All of the data below needs to be set down again, exactly as shown.

***** Records supplied *****

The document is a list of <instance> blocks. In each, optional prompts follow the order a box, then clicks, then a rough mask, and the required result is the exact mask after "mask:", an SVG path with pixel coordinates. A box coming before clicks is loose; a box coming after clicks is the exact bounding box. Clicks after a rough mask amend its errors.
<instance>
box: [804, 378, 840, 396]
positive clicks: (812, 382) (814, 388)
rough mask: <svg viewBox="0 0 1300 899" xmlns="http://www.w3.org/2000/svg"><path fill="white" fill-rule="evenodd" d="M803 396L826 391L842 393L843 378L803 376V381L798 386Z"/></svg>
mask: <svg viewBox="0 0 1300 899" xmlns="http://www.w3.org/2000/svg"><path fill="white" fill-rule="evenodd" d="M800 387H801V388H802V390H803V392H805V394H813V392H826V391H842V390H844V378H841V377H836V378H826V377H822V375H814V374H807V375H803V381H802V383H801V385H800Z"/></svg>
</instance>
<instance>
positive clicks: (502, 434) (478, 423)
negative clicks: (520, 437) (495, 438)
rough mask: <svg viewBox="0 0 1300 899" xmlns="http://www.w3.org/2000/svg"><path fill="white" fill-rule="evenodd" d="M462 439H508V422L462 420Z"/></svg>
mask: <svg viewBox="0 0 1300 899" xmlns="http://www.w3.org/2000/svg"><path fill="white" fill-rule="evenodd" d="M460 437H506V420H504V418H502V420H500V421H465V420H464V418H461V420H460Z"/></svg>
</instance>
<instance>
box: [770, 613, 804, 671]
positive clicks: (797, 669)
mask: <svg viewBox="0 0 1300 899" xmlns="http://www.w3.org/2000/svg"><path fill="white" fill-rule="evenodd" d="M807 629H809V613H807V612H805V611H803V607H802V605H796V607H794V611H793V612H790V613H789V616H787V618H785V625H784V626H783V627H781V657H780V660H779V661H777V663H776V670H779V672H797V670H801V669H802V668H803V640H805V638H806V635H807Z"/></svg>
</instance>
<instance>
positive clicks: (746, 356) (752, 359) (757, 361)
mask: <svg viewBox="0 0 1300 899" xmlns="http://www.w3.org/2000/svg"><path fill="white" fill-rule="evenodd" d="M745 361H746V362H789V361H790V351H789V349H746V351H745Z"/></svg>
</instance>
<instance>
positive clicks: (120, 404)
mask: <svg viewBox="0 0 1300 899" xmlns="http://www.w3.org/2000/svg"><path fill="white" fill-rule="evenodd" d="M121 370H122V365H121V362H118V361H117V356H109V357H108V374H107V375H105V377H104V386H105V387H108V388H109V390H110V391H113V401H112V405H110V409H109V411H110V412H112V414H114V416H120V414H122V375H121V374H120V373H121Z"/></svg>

*****

Task solution:
The document is a list of <instance> blocks. In each, optional prompts follow the order a box, then clicks, then a rough mask, and the required result is the exact mask after "mask:", an SVG path with pixel coordinates. A box coming before clicks is loose; a box coming after clicks is the exact bounding box. Clicks after a rough mask amend its errors.
<instance>
box: [804, 378, 840, 396]
positive clicks: (812, 382) (814, 388)
rough mask: <svg viewBox="0 0 1300 899" xmlns="http://www.w3.org/2000/svg"><path fill="white" fill-rule="evenodd" d="M803 396L826 391L842 393L843 378L803 376V381L798 386Z"/></svg>
mask: <svg viewBox="0 0 1300 899" xmlns="http://www.w3.org/2000/svg"><path fill="white" fill-rule="evenodd" d="M800 387H801V388H802V390H803V392H805V394H813V392H826V391H842V390H844V378H841V377H836V378H826V377H822V375H814V374H807V375H803V381H802V383H801V385H800Z"/></svg>
</instance>
<instance>
positive clicks: (502, 434) (478, 423)
negative clicks: (520, 437) (495, 438)
rough mask: <svg viewBox="0 0 1300 899" xmlns="http://www.w3.org/2000/svg"><path fill="white" fill-rule="evenodd" d="M462 439H508V422L462 420Z"/></svg>
mask: <svg viewBox="0 0 1300 899" xmlns="http://www.w3.org/2000/svg"><path fill="white" fill-rule="evenodd" d="M460 437H506V420H504V418H502V420H500V421H465V420H464V418H461V420H460Z"/></svg>
</instance>
<instance>
box: [770, 613, 804, 671]
positive clicks: (797, 669)
mask: <svg viewBox="0 0 1300 899" xmlns="http://www.w3.org/2000/svg"><path fill="white" fill-rule="evenodd" d="M807 629H809V613H807V612H805V611H803V607H802V605H796V607H794V611H793V612H790V613H789V616H787V618H785V625H784V626H783V627H781V657H780V660H779V661H777V663H776V670H779V672H797V670H801V669H802V668H803V640H805V638H806V635H807Z"/></svg>
</instance>
<instance>
positive clicks: (746, 356) (752, 359) (757, 361)
mask: <svg viewBox="0 0 1300 899" xmlns="http://www.w3.org/2000/svg"><path fill="white" fill-rule="evenodd" d="M745 361H746V362H789V361H790V351H789V349H746V351H745Z"/></svg>
</instance>
<instance>
positive clicks: (120, 404)
mask: <svg viewBox="0 0 1300 899" xmlns="http://www.w3.org/2000/svg"><path fill="white" fill-rule="evenodd" d="M121 370H122V365H121V362H118V361H117V356H109V357H108V374H107V375H105V377H104V386H105V387H108V388H109V390H110V391H113V401H112V405H110V409H109V411H110V412H112V414H114V416H120V414H122V375H121V374H120V373H121Z"/></svg>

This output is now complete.